Author John Rae-Grant
Can we classify a body of text (article, posting, email) as legitimate or misinformative?
Several shallow model classifiers and multi-level neural networks were built, tuned and evaluated. The results are described below.
The most successful models were then loaded into a web app "Legitimizer" which allows the user to either submit new articles for classification or see the classification results for example articles from the source datasets.
Legitimizer UI Legitimizer App Source Repo Primary Notebook
To further strengthen the Legitimizer, I'd advocate the following next steps:
- Add heatmap coding to give some idea of which word sequences had the most impact on the classification.
- Investigate deeper neural networks.
- Retrain with more recent, deeper datasets such as the bluesky posts.
- Integrate RAG techniques from the Averitech submissions.

Problem set =
a: According to the project summary, what is the name of the web app that the most successful models were loaded into?
b: Pick out every line of the records that contains the word "stone" and copy each such line.

Dataset excerpts =
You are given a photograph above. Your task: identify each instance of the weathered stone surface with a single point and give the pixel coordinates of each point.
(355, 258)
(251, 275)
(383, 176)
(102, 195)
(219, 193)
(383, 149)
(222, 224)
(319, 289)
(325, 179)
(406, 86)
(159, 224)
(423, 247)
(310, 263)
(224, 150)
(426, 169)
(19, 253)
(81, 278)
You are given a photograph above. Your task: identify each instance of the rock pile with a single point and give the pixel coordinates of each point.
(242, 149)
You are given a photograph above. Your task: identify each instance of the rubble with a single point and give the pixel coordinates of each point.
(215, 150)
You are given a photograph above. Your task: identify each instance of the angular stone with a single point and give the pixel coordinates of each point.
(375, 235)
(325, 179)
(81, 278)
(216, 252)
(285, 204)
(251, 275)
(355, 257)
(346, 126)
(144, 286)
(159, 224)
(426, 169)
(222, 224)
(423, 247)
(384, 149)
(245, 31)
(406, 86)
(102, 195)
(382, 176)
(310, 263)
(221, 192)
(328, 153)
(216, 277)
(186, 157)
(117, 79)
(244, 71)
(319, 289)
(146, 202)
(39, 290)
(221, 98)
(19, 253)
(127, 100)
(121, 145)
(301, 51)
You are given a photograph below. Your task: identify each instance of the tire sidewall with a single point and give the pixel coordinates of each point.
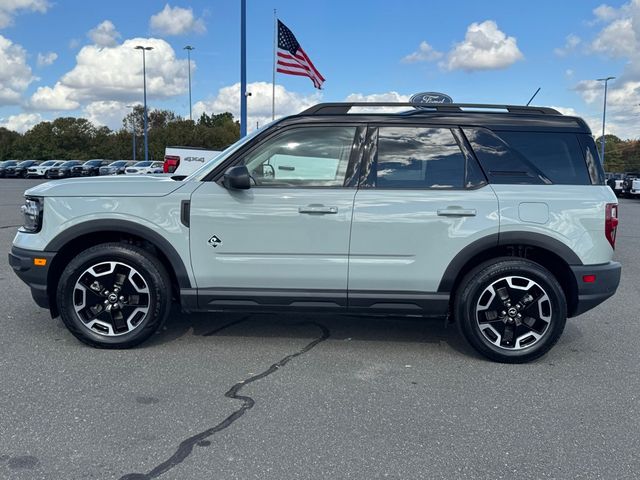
(153, 274)
(479, 279)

Answer list =
a: Legitimizer

b:
You are given a photograph above. Your task: identify each instance of the weathered stone surface with a single point and give the pixel coordinates of each point.
You are given a photograph above. Your task: identify each instance of the angular stone with a single point and give the pixel coordinates of each point.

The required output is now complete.